- **Text excerpt**
# Faux Prime Rib



## huntnflorida (May 24, 2008)

My meat supplier has had these darn New York strips crazy cheap. I decided to try a strip cooked like a prime rib. I bought a whole strip cut it in half rubbed it down and threw it in the smoker at 250°


----------



## huntnflorida (May 24, 2008)

After about 2 hours it was 118° internal and time to wrap in foil and put in a cooler for 2 hours.


----------



## specktackler57 (May 15, 2011)

Waiting on results. Looks good


----------



## huntnflorida (May 24, 2008)

After the rest I had the Weber kettle smoking hot and seared it on each side for 2 minutes


----------



## huntnflorida (May 24, 2008)

Then slice. It wasn’t as good as prime rib, but damn close. I made a horseradish sauce and the family devoured it. Definitely will be doing this again...


----------



## huntnflorida (May 24, 2008)

Yum


----------



## specktackler57 (May 15, 2011)

Ok now I’m gonna have to try that. Great post


----------



## huntnflorida (May 24, 2008)

Only recommendation I have is to slice it 1/2 inch or so. It’s not as tender as a ribeye, but came out darn good!


----------



## specktackler57 (May 15, 2011)

Would like to know where you purchased it. Thanks


----------



## huntnflorida (May 24, 2008)

Grocery outlet on Brent and Palafox. 3.15 per pound.


----------



## afishanado (Oct 26, 2009)

huntnflorida said:


> Grocery outlet on Brent and Palafox. 3.15 per pound.


Dang you barely buy decent ground chuck for that price. Great find?


----------



## huntnflorida (May 24, 2008)

afishanado said:


> Dang you barely buy decent ground chuck for that price. Great find?


I buy a lot of meat there. They’ve been having whole filets for $6.79 a pound. They’re amazing!!!!!


----------



## specktackler57 (May 15, 2011)

Thank you sir. Happy Easter


----------

- **Given task 1**
Write out everything in the faux prime rib thread from "Then slice. It" down to "doing this again...".

Annotated coordinate rows
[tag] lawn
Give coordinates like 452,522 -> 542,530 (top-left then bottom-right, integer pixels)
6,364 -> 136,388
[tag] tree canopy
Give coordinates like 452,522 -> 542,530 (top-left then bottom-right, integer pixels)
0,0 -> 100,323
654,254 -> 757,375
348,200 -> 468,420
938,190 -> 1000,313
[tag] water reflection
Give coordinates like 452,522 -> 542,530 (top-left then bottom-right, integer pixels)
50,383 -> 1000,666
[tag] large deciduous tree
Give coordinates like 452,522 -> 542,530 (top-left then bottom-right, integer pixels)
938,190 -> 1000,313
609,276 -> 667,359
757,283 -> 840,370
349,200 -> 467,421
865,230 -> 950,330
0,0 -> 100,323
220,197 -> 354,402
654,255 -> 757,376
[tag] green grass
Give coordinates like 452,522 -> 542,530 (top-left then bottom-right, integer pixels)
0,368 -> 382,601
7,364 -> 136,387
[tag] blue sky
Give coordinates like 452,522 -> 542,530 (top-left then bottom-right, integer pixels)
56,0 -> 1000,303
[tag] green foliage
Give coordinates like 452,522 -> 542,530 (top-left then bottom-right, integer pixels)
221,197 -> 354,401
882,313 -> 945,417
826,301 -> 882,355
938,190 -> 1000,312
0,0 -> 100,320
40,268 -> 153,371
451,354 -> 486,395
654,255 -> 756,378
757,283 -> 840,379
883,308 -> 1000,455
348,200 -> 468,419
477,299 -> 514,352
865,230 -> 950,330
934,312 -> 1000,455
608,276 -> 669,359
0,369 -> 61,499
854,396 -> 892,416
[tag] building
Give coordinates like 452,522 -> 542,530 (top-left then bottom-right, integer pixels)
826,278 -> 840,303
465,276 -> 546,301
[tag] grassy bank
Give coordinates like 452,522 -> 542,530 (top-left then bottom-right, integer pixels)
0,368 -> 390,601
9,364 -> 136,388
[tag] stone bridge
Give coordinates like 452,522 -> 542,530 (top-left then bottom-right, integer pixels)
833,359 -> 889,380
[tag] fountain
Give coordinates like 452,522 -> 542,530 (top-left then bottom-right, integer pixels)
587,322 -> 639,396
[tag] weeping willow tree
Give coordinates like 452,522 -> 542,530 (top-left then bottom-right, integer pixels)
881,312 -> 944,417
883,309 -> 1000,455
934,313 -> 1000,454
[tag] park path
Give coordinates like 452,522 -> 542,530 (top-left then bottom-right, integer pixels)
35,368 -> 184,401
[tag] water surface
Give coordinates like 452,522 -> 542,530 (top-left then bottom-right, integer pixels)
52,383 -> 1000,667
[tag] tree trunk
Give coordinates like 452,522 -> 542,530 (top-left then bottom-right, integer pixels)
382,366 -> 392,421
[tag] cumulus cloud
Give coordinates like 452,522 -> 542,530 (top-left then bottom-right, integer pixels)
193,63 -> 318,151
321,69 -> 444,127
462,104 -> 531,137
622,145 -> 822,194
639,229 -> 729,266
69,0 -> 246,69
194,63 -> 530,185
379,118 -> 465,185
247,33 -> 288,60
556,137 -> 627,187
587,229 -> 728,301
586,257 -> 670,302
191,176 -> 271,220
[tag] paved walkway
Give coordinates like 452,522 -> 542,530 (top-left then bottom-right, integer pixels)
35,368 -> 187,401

- **Given task 2**
Substitute "whole pixels" for "integer pixels" in everything from the first of the rows down to the row containing "7,364 -> 136,387", both ends included. Return only those rows, with nothing else changed.

- **Task response 1**
Then slice. It wasn’t as good as prime rib, but damn close. I made a horseradish sauce and the family devoured it. Definitely will be doing this again...

- **Task response 2**
[tag] lawn
Give coordinates like 452,522 -> 542,530 (top-left then bottom-right, whole pixels)
6,364 -> 136,388
[tag] tree canopy
Give coordinates like 452,522 -> 542,530 (top-left then bottom-right, whole pixels)
0,0 -> 100,323
654,254 -> 757,375
348,200 -> 468,420
938,190 -> 1000,313
[tag] water reflection
Give coordinates like 452,522 -> 542,530 (top-left then bottom-right, whole pixels)
50,383 -> 1000,666
[tag] large deciduous tree
Give coordinates like 452,522 -> 542,530 (top-left then bottom-right, whole pixels)
938,190 -> 1000,313
609,276 -> 667,359
757,283 -> 840,370
349,200 -> 467,421
865,230 -> 950,330
0,0 -> 100,323
220,197 -> 354,402
654,255 -> 757,376
[tag] green grass
Give coordinates like 452,522 -> 542,530 (top-left then bottom-right, whole pixels)
0,368 -> 382,601
7,364 -> 136,387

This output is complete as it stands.